• _What the task asks_
Please pick out and copy every line in the records below that contains the word "insulation". Matching is case-sensitive.

• _Data section_
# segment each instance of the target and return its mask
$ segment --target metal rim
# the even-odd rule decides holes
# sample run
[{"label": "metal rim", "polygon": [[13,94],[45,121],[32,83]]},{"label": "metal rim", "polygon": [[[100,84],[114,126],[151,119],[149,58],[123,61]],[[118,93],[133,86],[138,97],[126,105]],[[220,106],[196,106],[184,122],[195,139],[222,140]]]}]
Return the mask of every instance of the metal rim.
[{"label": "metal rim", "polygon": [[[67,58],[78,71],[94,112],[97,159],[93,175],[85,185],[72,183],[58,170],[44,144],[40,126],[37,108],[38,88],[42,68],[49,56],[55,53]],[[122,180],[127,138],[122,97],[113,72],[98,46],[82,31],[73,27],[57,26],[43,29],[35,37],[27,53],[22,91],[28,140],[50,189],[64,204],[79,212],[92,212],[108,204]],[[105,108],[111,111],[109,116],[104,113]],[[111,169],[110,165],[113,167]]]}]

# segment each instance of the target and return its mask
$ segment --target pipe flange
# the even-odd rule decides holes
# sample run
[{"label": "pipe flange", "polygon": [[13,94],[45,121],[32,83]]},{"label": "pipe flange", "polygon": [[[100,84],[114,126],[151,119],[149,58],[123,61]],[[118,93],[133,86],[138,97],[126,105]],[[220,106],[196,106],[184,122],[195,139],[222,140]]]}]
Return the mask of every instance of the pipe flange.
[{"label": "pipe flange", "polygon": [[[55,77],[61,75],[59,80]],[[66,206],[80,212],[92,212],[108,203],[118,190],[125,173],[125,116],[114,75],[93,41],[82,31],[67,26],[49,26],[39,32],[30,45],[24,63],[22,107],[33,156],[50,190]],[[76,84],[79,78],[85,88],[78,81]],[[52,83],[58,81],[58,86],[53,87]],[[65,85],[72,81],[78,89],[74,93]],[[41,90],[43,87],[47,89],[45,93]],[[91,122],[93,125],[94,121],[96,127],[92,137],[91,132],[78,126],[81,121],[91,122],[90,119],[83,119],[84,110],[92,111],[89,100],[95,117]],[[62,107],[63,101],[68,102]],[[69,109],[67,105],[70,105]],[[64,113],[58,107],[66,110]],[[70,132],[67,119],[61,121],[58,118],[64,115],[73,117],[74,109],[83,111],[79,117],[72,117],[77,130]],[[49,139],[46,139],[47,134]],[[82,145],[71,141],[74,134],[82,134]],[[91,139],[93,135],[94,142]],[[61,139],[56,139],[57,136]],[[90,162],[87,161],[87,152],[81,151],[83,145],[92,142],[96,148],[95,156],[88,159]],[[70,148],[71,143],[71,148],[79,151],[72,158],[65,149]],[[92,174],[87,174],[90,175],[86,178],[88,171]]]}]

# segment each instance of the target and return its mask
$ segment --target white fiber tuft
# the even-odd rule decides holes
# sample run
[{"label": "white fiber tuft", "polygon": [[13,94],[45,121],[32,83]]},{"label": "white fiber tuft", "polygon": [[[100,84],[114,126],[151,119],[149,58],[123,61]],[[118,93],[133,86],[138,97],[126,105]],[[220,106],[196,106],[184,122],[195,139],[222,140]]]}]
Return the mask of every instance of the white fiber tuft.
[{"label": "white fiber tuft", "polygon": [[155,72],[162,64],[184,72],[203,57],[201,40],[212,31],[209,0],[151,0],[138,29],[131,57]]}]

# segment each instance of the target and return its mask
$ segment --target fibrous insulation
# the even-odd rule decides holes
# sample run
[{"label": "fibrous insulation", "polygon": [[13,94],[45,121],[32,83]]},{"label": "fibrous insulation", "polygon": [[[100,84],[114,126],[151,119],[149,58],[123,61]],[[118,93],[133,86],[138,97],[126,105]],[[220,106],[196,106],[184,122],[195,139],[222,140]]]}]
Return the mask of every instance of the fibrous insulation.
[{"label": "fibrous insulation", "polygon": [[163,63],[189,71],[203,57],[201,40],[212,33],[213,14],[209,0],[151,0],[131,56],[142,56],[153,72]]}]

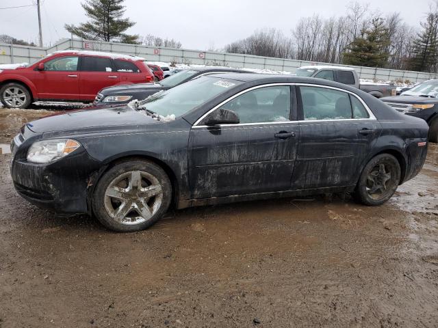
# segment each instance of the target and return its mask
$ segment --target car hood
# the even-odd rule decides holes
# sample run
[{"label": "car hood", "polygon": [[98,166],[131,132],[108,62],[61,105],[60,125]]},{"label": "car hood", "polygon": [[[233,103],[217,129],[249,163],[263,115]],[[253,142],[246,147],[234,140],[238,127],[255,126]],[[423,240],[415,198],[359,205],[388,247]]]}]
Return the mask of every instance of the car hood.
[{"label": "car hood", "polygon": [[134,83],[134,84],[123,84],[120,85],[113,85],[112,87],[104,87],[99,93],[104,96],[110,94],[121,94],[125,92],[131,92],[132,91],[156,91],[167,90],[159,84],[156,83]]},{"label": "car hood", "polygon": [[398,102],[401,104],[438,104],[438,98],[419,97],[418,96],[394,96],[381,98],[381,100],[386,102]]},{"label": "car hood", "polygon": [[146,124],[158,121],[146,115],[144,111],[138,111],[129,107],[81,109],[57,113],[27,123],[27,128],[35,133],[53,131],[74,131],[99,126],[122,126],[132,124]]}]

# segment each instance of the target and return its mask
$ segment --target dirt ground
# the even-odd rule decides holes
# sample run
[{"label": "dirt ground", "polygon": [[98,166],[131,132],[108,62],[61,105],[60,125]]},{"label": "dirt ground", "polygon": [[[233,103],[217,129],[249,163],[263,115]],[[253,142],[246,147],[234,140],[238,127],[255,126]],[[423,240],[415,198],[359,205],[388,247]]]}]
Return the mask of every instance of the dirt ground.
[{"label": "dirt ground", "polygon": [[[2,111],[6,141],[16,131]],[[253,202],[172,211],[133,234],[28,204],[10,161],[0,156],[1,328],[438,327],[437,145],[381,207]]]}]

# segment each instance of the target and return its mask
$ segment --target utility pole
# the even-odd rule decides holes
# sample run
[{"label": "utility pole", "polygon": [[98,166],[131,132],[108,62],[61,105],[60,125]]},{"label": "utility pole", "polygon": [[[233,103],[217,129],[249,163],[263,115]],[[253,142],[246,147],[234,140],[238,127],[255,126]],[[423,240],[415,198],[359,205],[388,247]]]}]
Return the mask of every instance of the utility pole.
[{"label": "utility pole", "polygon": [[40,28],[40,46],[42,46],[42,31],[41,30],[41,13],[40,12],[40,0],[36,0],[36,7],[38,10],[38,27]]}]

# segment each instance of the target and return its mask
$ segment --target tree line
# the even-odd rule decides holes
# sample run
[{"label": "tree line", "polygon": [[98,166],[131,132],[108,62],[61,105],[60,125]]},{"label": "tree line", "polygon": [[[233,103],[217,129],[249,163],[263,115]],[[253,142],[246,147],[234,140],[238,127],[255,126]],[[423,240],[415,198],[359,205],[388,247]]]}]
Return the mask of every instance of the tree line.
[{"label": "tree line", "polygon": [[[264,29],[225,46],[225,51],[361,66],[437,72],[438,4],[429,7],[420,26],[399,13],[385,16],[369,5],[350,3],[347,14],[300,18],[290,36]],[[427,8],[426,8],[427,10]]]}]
...
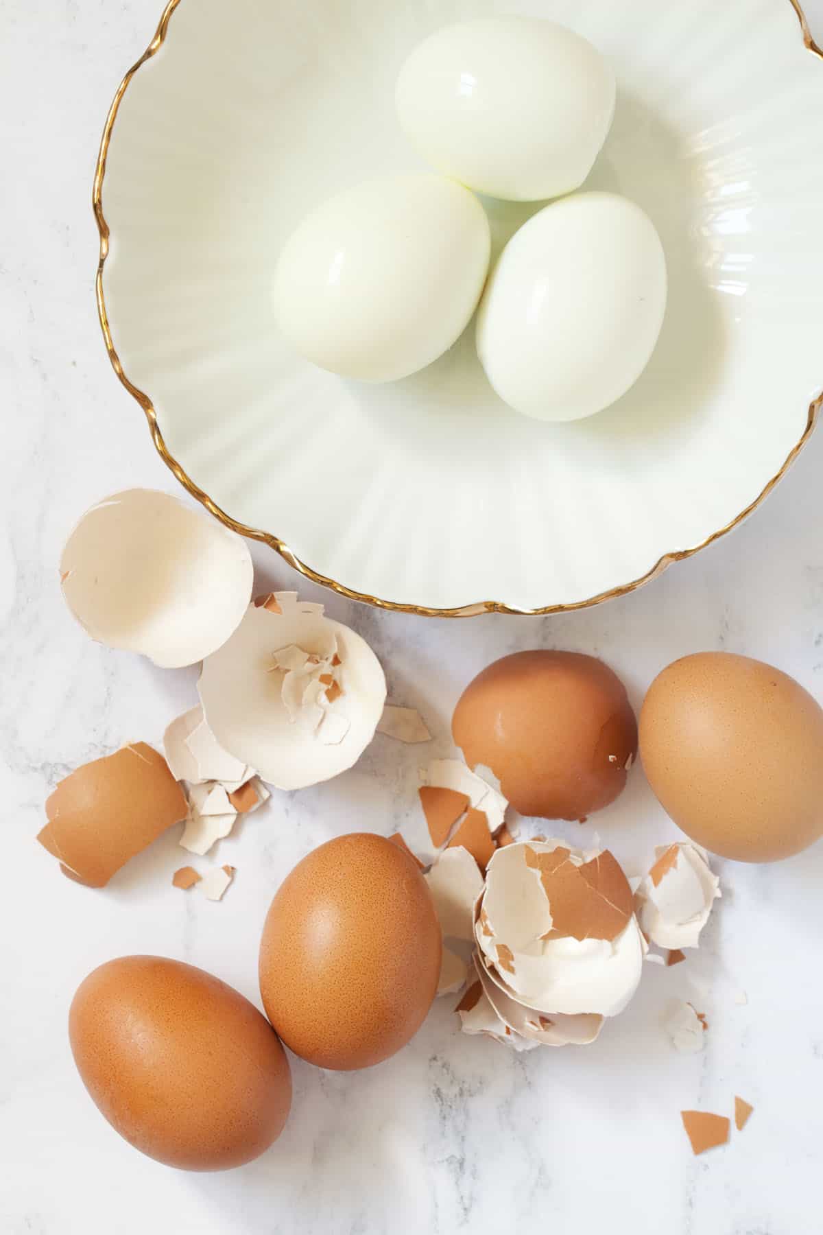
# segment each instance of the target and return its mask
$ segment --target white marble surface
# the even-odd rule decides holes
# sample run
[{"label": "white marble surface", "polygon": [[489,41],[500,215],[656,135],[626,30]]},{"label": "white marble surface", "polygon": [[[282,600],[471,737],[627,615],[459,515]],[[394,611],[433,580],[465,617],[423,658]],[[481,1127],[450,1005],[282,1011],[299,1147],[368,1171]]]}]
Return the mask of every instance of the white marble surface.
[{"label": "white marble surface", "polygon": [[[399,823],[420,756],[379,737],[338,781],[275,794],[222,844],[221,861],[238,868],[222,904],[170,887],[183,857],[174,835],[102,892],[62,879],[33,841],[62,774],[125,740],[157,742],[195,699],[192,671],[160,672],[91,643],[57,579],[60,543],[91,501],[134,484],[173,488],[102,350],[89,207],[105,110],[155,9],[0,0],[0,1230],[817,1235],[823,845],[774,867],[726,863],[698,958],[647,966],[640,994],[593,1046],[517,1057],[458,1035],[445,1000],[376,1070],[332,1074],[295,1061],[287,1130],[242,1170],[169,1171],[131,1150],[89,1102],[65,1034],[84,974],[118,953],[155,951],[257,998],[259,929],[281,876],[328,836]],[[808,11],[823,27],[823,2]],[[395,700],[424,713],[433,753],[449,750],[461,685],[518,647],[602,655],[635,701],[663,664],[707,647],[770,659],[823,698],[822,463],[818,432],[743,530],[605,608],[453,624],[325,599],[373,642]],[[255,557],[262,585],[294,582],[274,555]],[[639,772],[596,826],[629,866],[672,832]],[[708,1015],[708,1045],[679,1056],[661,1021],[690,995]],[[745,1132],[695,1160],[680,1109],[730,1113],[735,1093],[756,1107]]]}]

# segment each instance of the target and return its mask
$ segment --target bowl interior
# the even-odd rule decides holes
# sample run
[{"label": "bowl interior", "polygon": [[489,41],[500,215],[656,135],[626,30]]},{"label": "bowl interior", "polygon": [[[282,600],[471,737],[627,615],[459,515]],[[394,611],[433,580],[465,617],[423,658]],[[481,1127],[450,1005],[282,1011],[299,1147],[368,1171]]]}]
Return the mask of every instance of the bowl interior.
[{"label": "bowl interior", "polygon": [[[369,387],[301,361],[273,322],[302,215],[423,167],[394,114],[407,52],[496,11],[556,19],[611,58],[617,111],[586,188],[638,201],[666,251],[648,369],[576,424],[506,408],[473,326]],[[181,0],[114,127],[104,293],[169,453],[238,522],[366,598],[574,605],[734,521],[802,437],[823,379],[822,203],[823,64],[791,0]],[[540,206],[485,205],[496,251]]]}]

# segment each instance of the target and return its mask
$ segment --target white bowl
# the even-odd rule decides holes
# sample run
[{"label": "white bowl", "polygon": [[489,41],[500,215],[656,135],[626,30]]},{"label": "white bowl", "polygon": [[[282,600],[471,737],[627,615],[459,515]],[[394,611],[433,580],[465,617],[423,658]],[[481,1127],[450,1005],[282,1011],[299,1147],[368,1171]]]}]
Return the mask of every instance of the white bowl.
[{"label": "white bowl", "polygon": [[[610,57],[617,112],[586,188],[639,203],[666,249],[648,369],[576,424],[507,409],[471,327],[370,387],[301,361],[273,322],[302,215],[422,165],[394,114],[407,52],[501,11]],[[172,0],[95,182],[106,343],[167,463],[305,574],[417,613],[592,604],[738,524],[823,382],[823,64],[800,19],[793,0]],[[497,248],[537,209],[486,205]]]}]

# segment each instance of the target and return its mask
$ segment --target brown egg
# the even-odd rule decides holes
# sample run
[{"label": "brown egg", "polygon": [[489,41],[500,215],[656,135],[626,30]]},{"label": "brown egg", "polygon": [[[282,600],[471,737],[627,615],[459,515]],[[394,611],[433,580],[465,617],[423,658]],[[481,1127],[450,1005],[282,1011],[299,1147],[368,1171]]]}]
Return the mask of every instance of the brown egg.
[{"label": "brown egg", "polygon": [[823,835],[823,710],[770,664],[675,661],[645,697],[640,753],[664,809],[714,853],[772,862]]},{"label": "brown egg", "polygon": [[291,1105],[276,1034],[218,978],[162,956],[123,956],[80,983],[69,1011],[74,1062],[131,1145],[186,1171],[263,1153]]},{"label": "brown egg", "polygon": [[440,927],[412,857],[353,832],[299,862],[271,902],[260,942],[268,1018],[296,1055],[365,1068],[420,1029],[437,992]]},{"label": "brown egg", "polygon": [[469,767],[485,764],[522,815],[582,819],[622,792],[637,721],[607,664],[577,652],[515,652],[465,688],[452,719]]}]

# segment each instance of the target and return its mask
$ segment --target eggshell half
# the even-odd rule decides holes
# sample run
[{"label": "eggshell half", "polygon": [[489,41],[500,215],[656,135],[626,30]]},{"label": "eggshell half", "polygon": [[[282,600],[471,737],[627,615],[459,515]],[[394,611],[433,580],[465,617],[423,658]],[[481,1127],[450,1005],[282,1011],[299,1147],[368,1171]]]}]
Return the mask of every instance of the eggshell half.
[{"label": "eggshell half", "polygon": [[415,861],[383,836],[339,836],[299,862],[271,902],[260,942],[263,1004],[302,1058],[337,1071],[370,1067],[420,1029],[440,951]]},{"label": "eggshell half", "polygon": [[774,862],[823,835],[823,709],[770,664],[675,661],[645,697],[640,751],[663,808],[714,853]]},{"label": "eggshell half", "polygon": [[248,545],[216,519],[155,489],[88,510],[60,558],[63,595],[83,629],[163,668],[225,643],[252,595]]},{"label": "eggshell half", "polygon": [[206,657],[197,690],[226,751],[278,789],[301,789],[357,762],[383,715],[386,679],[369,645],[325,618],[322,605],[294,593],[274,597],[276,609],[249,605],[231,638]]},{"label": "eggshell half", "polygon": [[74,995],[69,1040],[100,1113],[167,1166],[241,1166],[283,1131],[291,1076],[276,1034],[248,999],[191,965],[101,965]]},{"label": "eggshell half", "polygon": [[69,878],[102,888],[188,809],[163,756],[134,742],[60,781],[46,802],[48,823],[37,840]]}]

• _Completed exercise_
$ segment --target fibrous insulation
[{"label": "fibrous insulation", "polygon": [[13,94],[45,121],[32,83]]},{"label": "fibrous insulation", "polygon": [[[100,84],[114,126],[151,119],[149,58],[123,61]],[[118,93],[133,86],[138,97],[126,105]],[[220,106],[196,106],[184,122],[195,139],[222,140]]]}]
Return the mask of every instance of the fibrous insulation.
[{"label": "fibrous insulation", "polygon": [[163,63],[189,71],[203,57],[201,40],[212,33],[213,14],[209,0],[151,0],[131,56],[142,56],[153,72]]}]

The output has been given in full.